Saved entries
'''
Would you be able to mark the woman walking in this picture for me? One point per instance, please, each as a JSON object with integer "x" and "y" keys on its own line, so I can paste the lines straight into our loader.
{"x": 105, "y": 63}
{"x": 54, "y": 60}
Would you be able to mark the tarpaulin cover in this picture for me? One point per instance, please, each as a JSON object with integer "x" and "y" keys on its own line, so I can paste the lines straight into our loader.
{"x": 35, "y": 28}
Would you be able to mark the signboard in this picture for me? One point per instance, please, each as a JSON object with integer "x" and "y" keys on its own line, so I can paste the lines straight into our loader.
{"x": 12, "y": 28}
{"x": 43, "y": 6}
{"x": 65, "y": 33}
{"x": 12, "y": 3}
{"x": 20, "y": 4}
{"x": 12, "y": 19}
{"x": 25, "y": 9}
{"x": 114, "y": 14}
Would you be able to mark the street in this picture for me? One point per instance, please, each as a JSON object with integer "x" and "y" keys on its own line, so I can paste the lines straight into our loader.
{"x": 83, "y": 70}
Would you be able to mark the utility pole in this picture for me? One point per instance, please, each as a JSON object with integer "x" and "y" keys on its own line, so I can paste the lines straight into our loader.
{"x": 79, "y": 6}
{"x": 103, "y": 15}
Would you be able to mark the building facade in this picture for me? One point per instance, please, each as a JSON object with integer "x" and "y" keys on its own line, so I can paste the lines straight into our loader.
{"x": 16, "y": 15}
'''
TASK REQUIREMENTS:
Where the line containing "Would you be able to mark the tarpaulin" appears in the records above, begin copying and continue through the last line; copy each line exactly and include no others.

TASK OUTPUT:
Would you be able to mark the tarpaulin cover in this picture for me? One point per instance, please, each as a JSON object with integer "x" and "y" keys on its own line, so I can paste the lines straight into our loader.
{"x": 35, "y": 28}
Would you be able to mark the signboard in this picture for me? One point per instance, please, each as a JSON object with integer "x" and "y" keys on its own line, so I can paste the lines straight into our loader.
{"x": 12, "y": 28}
{"x": 43, "y": 6}
{"x": 65, "y": 33}
{"x": 12, "y": 3}
{"x": 20, "y": 4}
{"x": 12, "y": 19}
{"x": 25, "y": 9}
{"x": 114, "y": 14}
Would you be able to mark the street in this picture for me? One point per instance, please, each as a JSON object with integer "x" and "y" keys on its own line, so I can paste the lines straight into our loader.
{"x": 83, "y": 70}
Would you be able to mark the utility pole in this picture for me? One point per instance, please, each as a JSON object with integer "x" and "y" keys on its own line, so I can paste the lines straight into our loader.
{"x": 79, "y": 6}
{"x": 103, "y": 15}
Would you be able to mark the building facade in this picture for me? One point per instance, please, each as a JSON object with integer "x" and "y" keys on its own line, so I can paste the lines straight into our loader.
{"x": 16, "y": 15}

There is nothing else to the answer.